ФРАГМЕНТ ДОКУМЕНТА>
__________________________________________________

Так сложилось, что, при всем многообразии форм нынешней литературной жизни, критика у нас в своем большинстве по-прежнему признает только два способа, языком социологии говоря, легитимации литературного авторитета: первый, относительно старый, — “толстые” журналы и второй, относительно новый, — литературные премии. То есть все, что не попадает в этот очевидно узкий диапазон приема, рискует быть не замеченным. При этом за собственное институциональное право на создание литературных ценностей критика давно уже и не держится, предпочитая работать с заранее отобранными текстами. И здесь свою роль играет еще и активность издательских служб, занимающихся продвижением. “Пишу про то же, про что и все”, — заметила другая моя уважаемая коллега. “А про что — все?” — “Про то, что присылают, а присылают всем одно и то же”.
Впрочем, такой поворот разговора, кажется, уже превращается в почти ритуальный: недавно мне посчастливилось обсуждать тему “ФРАМа” с тремя замечательными собеседниками, и, очередной раз похвалив составителя серии и ее авторов, мы как-то вдруг дружно и сразу принялись ругать критику. Наверное, так происходит потому, что история с этим проектом действительно касается происходящего в отечественной критике в последнее время, причем в самом широком контексте.
Здесь важно еще и то, что Светлана Мартынчик, она же Макс Фрай, — не только автор культовой прозы в жанре фэнтези и создатель проекта “ФРАМ”, но и литературный критик. Достаточно вспомнить “Книгу для таких, как я” (2002) и иронический “Словарь современного искусства”. Критические занятия, впрочем, Макс Фрай несколько лет назад объявил своей “темной стороной”, ограничиваясь небольшими аннотациями к очередному тому серии. Но в двух последних “фрамовских” томах — антологии короткой прозы “В смысле” и уже упомянутом “Здесь был «ФРАМ»” — этот критик позволил себе выйти из тени. О каждом авторе сборника “В смысле” составитель написал короткие и очень точные эссе. “Здесь был «ФРАМ»”, как было уже сказано, представляет собой развернутый критический комментарий составителя к избранным текстам. Так что завершение проекта “ФРАМ”, похоже, одновременно стало для составителя возвращением в критику.
Впрочем, на самом деле из критики Макс Фрай никуда и не уходил.
Мечта каждого критика — выстроить собственную модель литературной ситуации, а если уж быть совсем честными — собственную литературу. Правда, никому из ныне существующих критиков не удалось то, что удалось Максу Фраю: в одиночку создать свою версию русской словесности. И не в виде описания, а в виде самой литературы.

__________________________________________________

ИСХОДНЫЕ ДАННЫЕ>
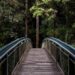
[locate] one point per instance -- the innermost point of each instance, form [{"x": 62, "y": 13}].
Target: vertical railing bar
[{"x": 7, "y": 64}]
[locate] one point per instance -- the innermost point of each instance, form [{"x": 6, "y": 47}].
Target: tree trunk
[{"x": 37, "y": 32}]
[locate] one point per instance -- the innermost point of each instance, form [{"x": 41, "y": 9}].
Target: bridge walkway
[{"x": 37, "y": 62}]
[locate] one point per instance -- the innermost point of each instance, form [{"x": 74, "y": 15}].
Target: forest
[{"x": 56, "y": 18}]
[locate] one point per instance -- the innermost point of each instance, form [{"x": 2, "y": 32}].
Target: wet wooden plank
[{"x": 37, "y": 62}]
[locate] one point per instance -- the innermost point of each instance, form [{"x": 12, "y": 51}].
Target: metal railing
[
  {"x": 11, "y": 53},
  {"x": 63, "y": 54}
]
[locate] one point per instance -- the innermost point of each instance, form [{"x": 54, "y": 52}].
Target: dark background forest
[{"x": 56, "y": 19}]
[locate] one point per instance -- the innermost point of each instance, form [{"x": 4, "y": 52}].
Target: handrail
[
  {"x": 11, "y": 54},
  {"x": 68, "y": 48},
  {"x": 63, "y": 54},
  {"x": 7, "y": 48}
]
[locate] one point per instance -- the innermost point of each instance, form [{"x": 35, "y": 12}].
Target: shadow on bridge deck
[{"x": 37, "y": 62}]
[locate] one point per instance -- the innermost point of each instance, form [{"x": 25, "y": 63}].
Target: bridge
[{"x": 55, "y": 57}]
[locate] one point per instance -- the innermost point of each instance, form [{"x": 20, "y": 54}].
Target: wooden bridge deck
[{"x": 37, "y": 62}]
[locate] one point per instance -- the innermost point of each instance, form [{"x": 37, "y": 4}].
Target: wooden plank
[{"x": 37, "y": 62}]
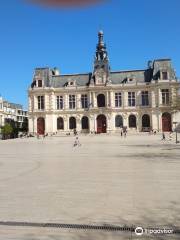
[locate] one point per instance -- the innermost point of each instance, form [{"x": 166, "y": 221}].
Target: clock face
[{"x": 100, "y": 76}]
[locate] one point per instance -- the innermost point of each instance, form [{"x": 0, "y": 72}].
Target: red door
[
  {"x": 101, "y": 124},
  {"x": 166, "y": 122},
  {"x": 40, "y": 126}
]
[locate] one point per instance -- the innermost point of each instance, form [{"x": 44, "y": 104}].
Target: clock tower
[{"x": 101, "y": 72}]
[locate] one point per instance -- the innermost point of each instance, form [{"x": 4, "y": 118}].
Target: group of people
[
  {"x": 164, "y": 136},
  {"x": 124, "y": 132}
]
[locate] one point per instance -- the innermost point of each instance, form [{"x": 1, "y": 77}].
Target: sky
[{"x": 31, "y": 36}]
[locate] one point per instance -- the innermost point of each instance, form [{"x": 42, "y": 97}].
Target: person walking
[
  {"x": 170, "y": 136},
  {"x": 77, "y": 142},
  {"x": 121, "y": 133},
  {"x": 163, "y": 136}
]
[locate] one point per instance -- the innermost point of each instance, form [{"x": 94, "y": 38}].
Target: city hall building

__________________________________________________

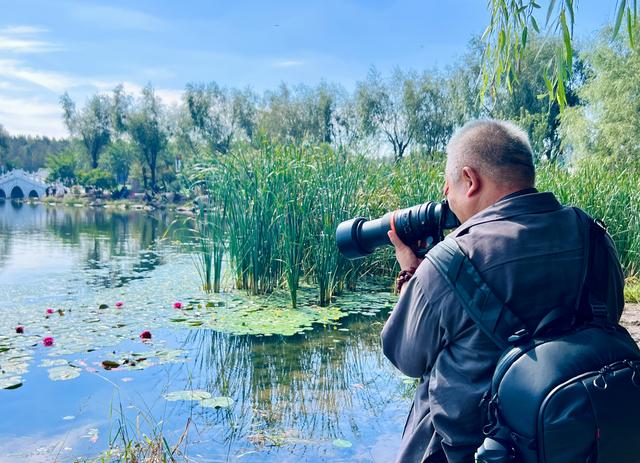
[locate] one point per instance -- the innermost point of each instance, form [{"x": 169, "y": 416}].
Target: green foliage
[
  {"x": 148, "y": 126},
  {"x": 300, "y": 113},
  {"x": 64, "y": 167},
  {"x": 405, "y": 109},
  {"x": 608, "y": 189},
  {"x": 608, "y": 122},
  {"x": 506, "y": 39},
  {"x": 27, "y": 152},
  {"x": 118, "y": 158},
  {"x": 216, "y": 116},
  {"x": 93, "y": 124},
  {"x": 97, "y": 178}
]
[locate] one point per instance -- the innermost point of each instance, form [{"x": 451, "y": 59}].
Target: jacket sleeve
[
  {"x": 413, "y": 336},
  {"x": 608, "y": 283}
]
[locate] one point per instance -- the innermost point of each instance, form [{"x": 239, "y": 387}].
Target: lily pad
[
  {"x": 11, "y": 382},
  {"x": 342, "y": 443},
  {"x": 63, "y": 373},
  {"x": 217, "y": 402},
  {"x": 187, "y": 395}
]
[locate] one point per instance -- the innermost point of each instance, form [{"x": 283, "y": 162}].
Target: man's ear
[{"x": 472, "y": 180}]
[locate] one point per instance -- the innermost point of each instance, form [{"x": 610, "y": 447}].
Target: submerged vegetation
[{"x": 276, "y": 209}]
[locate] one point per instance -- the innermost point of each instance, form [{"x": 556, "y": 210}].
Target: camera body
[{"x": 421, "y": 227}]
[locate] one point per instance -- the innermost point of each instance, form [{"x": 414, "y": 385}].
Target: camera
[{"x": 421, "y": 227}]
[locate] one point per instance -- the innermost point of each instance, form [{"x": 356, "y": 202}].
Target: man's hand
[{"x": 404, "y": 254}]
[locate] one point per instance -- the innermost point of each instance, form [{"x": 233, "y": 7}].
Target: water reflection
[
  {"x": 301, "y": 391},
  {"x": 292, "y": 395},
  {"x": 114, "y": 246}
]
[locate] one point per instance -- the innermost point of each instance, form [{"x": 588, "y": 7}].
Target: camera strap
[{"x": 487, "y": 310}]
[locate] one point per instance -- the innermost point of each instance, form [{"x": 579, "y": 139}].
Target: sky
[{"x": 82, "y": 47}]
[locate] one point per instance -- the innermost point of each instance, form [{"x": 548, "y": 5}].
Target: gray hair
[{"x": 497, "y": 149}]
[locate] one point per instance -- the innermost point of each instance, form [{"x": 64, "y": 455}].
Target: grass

__________________________________________________

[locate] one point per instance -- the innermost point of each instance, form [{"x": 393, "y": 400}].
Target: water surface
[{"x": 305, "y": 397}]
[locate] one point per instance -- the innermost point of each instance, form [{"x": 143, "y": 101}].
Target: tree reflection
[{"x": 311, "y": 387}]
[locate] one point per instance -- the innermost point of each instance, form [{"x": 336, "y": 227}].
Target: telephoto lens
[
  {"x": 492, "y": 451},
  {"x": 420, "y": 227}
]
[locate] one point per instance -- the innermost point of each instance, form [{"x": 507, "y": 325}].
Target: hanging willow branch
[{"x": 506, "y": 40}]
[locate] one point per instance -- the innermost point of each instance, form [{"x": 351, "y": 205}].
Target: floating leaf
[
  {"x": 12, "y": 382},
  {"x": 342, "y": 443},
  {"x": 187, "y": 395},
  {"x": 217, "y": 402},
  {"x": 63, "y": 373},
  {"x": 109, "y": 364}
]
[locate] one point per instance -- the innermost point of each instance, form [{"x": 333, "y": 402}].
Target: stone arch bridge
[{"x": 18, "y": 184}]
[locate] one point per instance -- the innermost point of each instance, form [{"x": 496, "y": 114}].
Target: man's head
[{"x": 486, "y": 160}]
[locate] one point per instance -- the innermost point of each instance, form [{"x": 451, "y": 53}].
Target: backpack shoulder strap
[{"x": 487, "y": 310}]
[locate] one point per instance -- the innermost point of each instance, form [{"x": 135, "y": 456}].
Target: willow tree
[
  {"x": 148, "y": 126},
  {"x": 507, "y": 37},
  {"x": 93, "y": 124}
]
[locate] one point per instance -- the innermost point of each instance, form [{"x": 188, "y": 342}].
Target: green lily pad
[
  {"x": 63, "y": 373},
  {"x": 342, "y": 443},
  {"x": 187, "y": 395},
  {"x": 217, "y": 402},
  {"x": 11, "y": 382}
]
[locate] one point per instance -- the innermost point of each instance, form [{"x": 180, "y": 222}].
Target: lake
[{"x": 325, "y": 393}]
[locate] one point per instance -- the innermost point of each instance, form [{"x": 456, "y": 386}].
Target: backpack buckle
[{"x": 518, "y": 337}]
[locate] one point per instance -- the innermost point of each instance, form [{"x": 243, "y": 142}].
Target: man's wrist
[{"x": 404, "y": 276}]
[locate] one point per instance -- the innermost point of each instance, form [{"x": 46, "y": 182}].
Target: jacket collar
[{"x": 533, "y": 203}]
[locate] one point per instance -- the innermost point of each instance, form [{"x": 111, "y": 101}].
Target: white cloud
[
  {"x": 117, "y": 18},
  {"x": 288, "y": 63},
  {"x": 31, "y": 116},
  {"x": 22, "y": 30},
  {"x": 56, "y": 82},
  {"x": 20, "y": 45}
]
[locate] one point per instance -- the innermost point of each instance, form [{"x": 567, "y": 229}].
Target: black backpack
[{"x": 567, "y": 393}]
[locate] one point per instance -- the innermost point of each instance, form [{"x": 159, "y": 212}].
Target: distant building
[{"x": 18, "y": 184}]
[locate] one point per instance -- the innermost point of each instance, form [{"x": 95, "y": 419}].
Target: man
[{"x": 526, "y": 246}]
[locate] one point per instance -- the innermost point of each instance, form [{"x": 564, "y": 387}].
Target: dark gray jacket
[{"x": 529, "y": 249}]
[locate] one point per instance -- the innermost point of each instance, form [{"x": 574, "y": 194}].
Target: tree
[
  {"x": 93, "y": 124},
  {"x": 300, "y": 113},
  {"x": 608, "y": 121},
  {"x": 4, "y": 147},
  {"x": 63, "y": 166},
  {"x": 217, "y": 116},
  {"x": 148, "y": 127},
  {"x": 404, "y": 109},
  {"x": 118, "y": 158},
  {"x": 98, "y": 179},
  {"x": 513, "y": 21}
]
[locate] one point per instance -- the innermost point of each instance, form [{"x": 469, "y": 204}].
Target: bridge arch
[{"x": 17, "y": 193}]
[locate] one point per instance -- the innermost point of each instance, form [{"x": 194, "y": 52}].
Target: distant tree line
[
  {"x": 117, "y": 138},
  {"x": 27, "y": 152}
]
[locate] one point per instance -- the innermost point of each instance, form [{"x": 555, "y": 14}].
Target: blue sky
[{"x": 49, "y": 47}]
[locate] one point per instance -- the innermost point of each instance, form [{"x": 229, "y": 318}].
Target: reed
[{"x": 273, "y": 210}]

__________________________________________________

ЗАДАНИЕ>
Ответьте на вопросы по тексту о проекте «ФРАМ».
(a) Какие два способа легитимации литературного авторитета, согласно тексту, по-прежнему признает критика?
(b) Какие занятия Макс Фрай несколько лет назад объявил своей «темной стороной»?
(c) Как называется антология короткой прозы, которая входит в два последних тома серии?

РЕШЕНИЕ ЗАДАЧИ>
(a) «Толстые» журналы и литературные премии.
(b) Критические занятия.
(c) «В смысле».